(Saved entries)

● ● ● ●

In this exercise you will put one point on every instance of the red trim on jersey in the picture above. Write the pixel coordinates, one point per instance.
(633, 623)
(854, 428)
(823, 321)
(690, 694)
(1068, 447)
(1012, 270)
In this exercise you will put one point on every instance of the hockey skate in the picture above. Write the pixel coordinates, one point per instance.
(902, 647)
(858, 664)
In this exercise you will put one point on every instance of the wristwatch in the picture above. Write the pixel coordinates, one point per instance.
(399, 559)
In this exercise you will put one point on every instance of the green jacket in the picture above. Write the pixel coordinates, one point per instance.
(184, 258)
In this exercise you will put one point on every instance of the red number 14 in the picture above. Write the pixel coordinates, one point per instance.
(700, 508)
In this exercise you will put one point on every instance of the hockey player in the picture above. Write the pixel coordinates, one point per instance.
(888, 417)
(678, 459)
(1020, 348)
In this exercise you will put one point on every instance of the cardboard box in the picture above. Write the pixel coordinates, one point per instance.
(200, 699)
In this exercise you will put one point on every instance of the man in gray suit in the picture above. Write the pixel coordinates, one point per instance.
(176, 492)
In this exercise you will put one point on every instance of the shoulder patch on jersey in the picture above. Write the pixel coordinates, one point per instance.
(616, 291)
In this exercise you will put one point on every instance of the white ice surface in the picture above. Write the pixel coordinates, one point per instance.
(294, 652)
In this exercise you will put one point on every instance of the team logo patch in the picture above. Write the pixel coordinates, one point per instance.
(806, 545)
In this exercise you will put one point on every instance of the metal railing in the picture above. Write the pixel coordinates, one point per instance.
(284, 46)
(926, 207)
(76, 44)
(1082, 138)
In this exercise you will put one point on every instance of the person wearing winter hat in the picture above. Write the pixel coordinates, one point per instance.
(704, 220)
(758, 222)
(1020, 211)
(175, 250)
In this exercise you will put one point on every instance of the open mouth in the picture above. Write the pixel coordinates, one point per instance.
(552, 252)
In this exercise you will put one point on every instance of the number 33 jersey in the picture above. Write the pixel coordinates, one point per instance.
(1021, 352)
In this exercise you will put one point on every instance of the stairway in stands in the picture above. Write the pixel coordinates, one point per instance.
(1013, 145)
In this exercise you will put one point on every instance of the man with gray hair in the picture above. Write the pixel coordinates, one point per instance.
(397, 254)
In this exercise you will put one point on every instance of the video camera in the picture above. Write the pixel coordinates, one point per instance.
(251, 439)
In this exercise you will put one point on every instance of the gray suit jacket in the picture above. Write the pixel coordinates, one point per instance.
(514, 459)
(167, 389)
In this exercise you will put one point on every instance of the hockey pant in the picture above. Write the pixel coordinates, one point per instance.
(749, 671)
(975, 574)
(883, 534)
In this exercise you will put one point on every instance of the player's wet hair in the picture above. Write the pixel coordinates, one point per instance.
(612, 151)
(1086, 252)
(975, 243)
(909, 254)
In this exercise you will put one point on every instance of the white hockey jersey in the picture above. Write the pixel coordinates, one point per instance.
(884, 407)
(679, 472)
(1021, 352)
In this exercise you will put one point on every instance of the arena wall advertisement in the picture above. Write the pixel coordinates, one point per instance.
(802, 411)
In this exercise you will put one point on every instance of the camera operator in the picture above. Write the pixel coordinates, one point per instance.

● ● ● ●

Problem details:
Output every record above a second time, exactly.

Your response:
In this exercise you will put one point on every instance of the red trim on jersey in the picture above. Write the pixel coordinates, one point per instance.
(633, 623)
(854, 428)
(823, 321)
(690, 694)
(1068, 447)
(1012, 270)
In this exercise you will put one point on every instance of the hockey skate in the picture above. Write the pixel coordinates, one point per instance.
(902, 647)
(858, 664)
In this exercise you will put one point on every instance of the wristwatch in the picture above. Write the pixel coordinates, one point per instance.
(399, 559)
In this exercise you will put one point on every instance of the green jacket in the picture above. Write the pixel coordinates, one point per instance.
(184, 258)
In this exercise you will put one point on every instance of the red number 14 in the picture above. Write the pixel coordinates, one point per instance.
(700, 508)
In this exercise you will put one point on every instance of the hockey player in the picture above. Write the pixel coordinates, one point per instance.
(888, 417)
(678, 459)
(1020, 348)
In this exercise you will put one point on every instance of the cardboard box in the picture above. Write the pixel coordinates, one point per instance.
(200, 699)
In this exercise you will put one point on every instance of the man in gray suit in the picture above. Write the pixel coordinates, one point per instance.
(176, 492)
In this exercise you will put one point on every instance of the shoulder patch on jersey in the picture above. Write the pixel coordinates, one point per instance.
(616, 291)
In this exercise you will put one point on every instance of the white ice surface in the picture above. Write the pixel coordinates, one point per instance.
(294, 652)
In this exercise you will put one point on every instance of the team logo patch in the picture above. Write the pixel coordinates, one point per instance.
(806, 545)
In this exercise you will put one point on every instance of the metal railing in the picture above. Write the pixel coordinates, one point per instance.
(284, 46)
(926, 207)
(76, 44)
(1082, 138)
In this exercise you will put one point on every instance of the person wearing winter hat in the picture above. Write the pixel coordinates, one point per instance.
(704, 220)
(758, 222)
(1020, 211)
(175, 250)
In this exercise you will put one point on every instance of the open mouth in the picture above. Write the pixel coordinates, one point per instance.
(552, 252)
In this exercise you will put one point on every instance of the number 33 jersey in the picture above. Write the pixel coordinates, one point per instance.
(1021, 352)
In this exercise you will put one point on every instance of the stairway in stands in the picture above. Write the pixel coordinates, one point per instance.
(1013, 145)
In this exercise you will put one point on every instance of the man with gray hair in the picture above. Write the pixel coordinates, one point per instance.
(397, 254)
In this exercise you will put one point on every instance of the video camera in the picture above. Write the pixel coordinates, one point per instance.
(251, 439)
In this exercise you will put one point on every instance of the gray suit jacket in the picture above. Write the pixel coordinates, one point per instance.
(514, 459)
(167, 389)
In this exercise you will put one point on every instance of the hockey pant in the picture above. Write the pixel coordinates, one point per instance.
(749, 671)
(975, 574)
(883, 534)
In this exercise you will put one point on every instance of the player's wet hair in the picture above. Write the pixel coordinates, one point per instance.
(612, 151)
(1086, 252)
(975, 243)
(909, 254)
In this exercise you will put one point on every instance of the white hockey jersey in the picture above. Write the pixel coordinates, one point per instance.
(884, 407)
(679, 472)
(1021, 352)
In this exercise you will put one point on every instance of the arena wall advertisement in the picture above. Write the pixel coordinates, one point per instance.
(802, 411)
In this exercise you will put one point on every instance of the camera operator in the picture above. Write the pixel coordinates, one point per instance.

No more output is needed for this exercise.